EXCERPTED RECORDS –
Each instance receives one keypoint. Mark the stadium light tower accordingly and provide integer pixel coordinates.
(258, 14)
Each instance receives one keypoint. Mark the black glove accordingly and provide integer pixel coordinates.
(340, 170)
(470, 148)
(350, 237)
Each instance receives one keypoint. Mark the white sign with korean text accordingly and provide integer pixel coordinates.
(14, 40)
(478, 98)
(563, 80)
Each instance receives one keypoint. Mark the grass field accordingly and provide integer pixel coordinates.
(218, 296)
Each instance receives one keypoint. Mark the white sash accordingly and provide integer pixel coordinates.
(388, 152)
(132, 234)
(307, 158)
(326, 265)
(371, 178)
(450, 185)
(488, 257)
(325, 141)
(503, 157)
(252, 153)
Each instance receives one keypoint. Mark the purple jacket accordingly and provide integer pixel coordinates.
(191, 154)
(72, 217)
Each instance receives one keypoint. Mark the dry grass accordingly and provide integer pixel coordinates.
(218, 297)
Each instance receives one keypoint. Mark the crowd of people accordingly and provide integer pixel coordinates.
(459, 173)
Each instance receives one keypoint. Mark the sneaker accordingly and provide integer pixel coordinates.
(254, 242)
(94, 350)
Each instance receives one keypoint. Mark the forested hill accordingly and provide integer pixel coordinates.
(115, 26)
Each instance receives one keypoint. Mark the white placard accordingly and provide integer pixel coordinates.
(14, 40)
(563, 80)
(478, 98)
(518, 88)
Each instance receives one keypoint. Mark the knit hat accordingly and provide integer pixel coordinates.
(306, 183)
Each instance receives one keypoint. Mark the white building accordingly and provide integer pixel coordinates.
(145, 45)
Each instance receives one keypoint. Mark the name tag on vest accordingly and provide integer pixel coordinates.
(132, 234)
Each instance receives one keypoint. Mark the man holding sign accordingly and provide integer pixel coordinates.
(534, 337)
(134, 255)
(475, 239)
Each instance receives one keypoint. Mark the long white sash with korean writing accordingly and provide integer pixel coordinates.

WORK TASK – Copy out the data exactly as it stands, leaving nothing out.

EXERCISE RESPONSE –
Each instance receives one keypoint. Mark the stadium light tower accordingly and provide integer pixel coordinates.
(258, 14)
Each instance receives one keypoint. Mark the black glove accordingly and provide integer pixel coordinates.
(340, 170)
(470, 148)
(350, 237)
Each instance receives one keypoint. Mark the white sign with korean text accordingly and provide integer pixel coordinates.
(14, 40)
(478, 98)
(563, 80)
Each instance receives one keypoint. Mark the grass field accordingly and provide integer pixel coordinates.
(218, 296)
Each instance receives one keypoint. Mark the white sash accordingly and provide integer pixel coordinates.
(388, 152)
(132, 234)
(307, 158)
(326, 265)
(371, 178)
(450, 185)
(488, 257)
(325, 141)
(503, 157)
(252, 153)
Each instance receives one keypoint. Mark the purple jacket accordingly and provide integer pixel coordinates.
(191, 154)
(72, 217)
Each instance receives one keypoint. Mark the dry grass accordingly and provide integer pixel coordinates.
(218, 297)
Each instance receives one keypoint. Mark the crowd of people accordingly and provide integer pixel coordinates.
(459, 173)
Each instance receives one keypoint. Mark the sneaker accordingly and provide integer pixel coordinates.
(254, 242)
(94, 350)
Each instance receives one keypoint. Mark the forested hill accordingly and provide integer pixel coordinates.
(115, 26)
Each instance receives one keypoint. Mark the white placard accordingly and provide integer pixel coordinates.
(14, 40)
(563, 80)
(478, 98)
(518, 88)
Each instance receives one keypoint. Mark the knit hat accordingly and provide integer pixel coordinates.
(306, 183)
Each instance receives one keypoint. Mark the white building accordingly and provide integer pixel coordinates.
(145, 45)
Each instance receives one keypoint. Mark the name tag on vest accordingly and provide integer pixel coordinates.
(132, 234)
Each instance receives one keypoint. Mark the man holding sign accordingly and provide integer pixel coordinates.
(534, 337)
(134, 255)
(475, 239)
Each instance receives one keypoint. Mark the long white sash with korean writing accordingly and provide integer pixel coordinates.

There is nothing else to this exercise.